- **Entries supplied**
================================

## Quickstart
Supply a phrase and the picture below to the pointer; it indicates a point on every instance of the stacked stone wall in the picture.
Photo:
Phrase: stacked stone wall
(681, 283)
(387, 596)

================================

- **Aim**
Recast the records above as a JSON list of strings, one string per line, skipping any blank lines.

- **Problem solution**
[
  "## Quickstart",
  "Supply a phrase and the picture below to the pointer; it indicates a point on every instance of the stacked stone wall in the picture.",
  "Photo:",
  "Phrase: stacked stone wall",
  "(681, 283)",
  "(387, 596)"
]